**GIVEN INFORMATION**
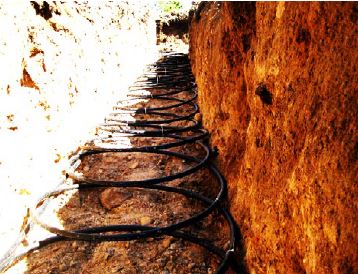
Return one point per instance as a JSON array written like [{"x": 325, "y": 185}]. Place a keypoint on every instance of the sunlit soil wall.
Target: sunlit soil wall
[
  {"x": 62, "y": 68},
  {"x": 278, "y": 92}
]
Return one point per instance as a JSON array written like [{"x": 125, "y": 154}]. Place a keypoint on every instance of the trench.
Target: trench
[{"x": 146, "y": 184}]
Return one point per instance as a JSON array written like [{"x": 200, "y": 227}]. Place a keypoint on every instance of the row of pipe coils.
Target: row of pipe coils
[{"x": 164, "y": 80}]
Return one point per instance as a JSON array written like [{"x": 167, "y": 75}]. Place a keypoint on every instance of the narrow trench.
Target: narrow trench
[{"x": 144, "y": 195}]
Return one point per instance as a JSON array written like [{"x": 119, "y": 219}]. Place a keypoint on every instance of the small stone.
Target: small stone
[{"x": 145, "y": 220}]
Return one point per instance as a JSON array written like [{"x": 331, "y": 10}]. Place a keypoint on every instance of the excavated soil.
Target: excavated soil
[
  {"x": 110, "y": 206},
  {"x": 277, "y": 89}
]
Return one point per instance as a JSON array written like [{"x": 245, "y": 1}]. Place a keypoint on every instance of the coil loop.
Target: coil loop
[{"x": 164, "y": 81}]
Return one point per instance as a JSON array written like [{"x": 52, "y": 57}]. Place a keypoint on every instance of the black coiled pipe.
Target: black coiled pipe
[{"x": 167, "y": 78}]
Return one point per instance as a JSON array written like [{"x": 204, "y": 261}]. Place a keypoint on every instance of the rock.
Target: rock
[
  {"x": 166, "y": 242},
  {"x": 134, "y": 165},
  {"x": 113, "y": 197},
  {"x": 279, "y": 98},
  {"x": 145, "y": 220}
]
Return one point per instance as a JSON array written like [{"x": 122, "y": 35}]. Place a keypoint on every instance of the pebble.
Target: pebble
[
  {"x": 166, "y": 242},
  {"x": 145, "y": 220}
]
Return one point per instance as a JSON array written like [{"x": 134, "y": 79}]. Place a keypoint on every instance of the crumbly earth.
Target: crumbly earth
[
  {"x": 278, "y": 92},
  {"x": 109, "y": 206}
]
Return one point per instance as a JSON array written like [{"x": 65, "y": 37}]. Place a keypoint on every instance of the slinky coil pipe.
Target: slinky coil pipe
[{"x": 170, "y": 77}]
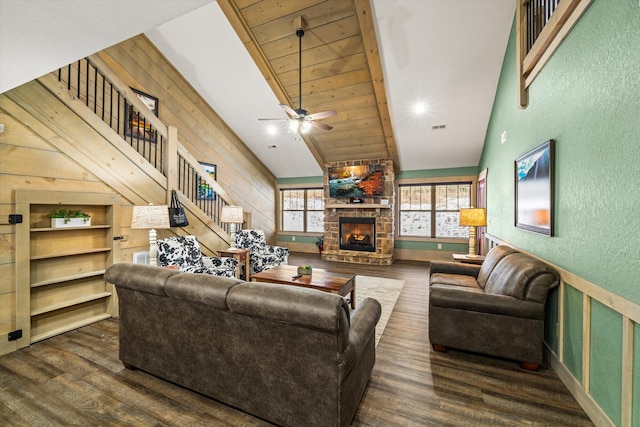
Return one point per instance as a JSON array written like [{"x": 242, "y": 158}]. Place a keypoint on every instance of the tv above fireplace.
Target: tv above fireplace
[{"x": 356, "y": 181}]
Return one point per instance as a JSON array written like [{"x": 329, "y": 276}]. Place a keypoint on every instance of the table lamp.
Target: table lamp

**OBJECTIVE**
Pictures are not part of the copy. Extract exactly the lines from the line containing "black coiled pipe." through the final line of the entries above, both included.

**OUTPUT FOR THIS EXERCISE**
Return one point per instance as a JSON array written like [{"x": 52, "y": 57}]. Place a keypoint on every instance of the black coiled pipe.
Target: black coiled pipe
[{"x": 167, "y": 78}]
Return one point per instance as a JSON array written like [{"x": 204, "y": 261}]. Place a keypoint on every instance of the rock.
Target: rock
[
  {"x": 166, "y": 242},
  {"x": 134, "y": 165},
  {"x": 113, "y": 197},
  {"x": 279, "y": 98},
  {"x": 145, "y": 220}
]
Return one point per instance as a JSON array written like [{"x": 122, "y": 35}]. Place a keypoint on every instance of the pebble.
Target: pebble
[
  {"x": 166, "y": 242},
  {"x": 145, "y": 220}
]
Return one point per instance as a JSON array written like [{"x": 134, "y": 79}]. Place a keypoint on every instance of the crumbly earth.
Target: crumbly earth
[
  {"x": 278, "y": 92},
  {"x": 109, "y": 206}
]
Return one point per instance as a JSON array written like [{"x": 65, "y": 37}]. Place a keypoint on every instance of the slinky coil pipe.
Target: slinky coil pipe
[{"x": 170, "y": 77}]
Return one point per instance as a JSON array written like [{"x": 242, "y": 158}]. Place a keypoint on every instance of the tv above fireplace.
Target: tv above fireplace
[{"x": 356, "y": 181}]
Return one point per instance as a JSON array written like [{"x": 329, "y": 276}]. Place a keypoint on every instance of the table lamp.
Target: table lamp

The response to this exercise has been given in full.